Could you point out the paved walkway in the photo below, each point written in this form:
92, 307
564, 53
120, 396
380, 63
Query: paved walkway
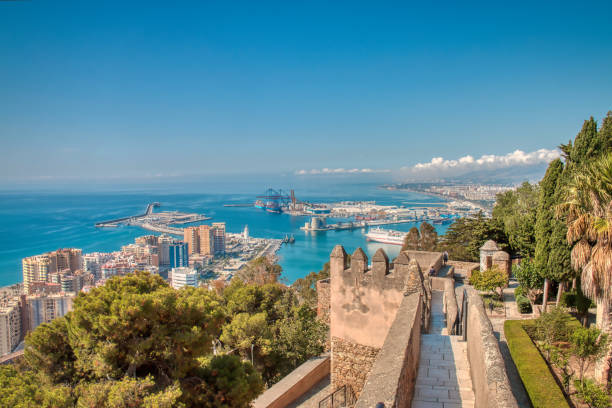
443, 380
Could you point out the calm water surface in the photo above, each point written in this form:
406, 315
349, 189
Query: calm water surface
33, 223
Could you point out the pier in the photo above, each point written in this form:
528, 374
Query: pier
158, 222
319, 226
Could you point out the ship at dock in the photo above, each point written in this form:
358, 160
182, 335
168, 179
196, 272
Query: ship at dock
386, 236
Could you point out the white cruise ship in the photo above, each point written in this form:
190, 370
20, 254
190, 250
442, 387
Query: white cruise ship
386, 236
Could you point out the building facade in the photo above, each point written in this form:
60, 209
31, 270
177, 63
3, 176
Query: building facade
179, 255
10, 327
41, 308
219, 237
181, 277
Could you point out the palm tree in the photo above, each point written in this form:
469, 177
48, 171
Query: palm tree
588, 210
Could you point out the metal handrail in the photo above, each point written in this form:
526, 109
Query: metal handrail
342, 397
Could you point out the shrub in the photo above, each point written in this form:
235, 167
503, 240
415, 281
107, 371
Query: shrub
553, 326
588, 345
490, 280
543, 390
530, 278
568, 299
523, 304
520, 291
592, 394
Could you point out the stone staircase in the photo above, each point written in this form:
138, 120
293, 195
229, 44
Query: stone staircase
443, 380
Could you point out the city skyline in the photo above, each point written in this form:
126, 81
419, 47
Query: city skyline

■ ■ ■ ■

— STATED EXERCISE —
What is needed is an exact reproduction of the data, pictures excluded.

— RESULT OF THE EXERCISE —
Could you point out the paved walkway in the photo below, each point written in this form:
92, 307
564, 53
120, 396
380, 63
Query: paved walkway
443, 380
Could you point out the calm water surface in the photo above, each point written in this form:
406, 315
349, 189
Query: calm water surface
33, 223
Could you point out the pier in the photo above, each point written in this form:
528, 374
Query: pier
158, 222
319, 226
Could you point out the ship at dock in the photo above, each point written in this form:
358, 160
182, 335
168, 179
196, 272
Query: ship at dock
386, 236
Could you point out the white cruise ship in the photo above, each point written in this form:
190, 370
20, 254
190, 250
442, 387
Query: white cruise ship
386, 236
Could you point out the building facade in the photo above, each point written in this form:
60, 209
31, 270
177, 63
3, 176
Query: building facade
179, 255
10, 327
41, 308
219, 237
181, 277
Could you point out the palm tree in the photo above, each point written in this form:
469, 177
48, 171
Query: palm tree
588, 210
Could you point out the metal handrail in the photo above, each point written in this form:
526, 109
Query: metal handrail
342, 397
Could you point out the shrub in the photo above, each point written in this form:
235, 167
503, 240
415, 281
107, 371
Query: shrub
553, 326
588, 345
490, 280
543, 390
530, 278
568, 299
523, 304
520, 291
592, 394
Could you point out the stone staircase in the photo above, each point written in this form:
138, 120
293, 195
229, 44
Query: stone staircase
443, 380
Could you point out the city skyline in the photo above, each point written in this form:
126, 81
419, 47
Query: city skyline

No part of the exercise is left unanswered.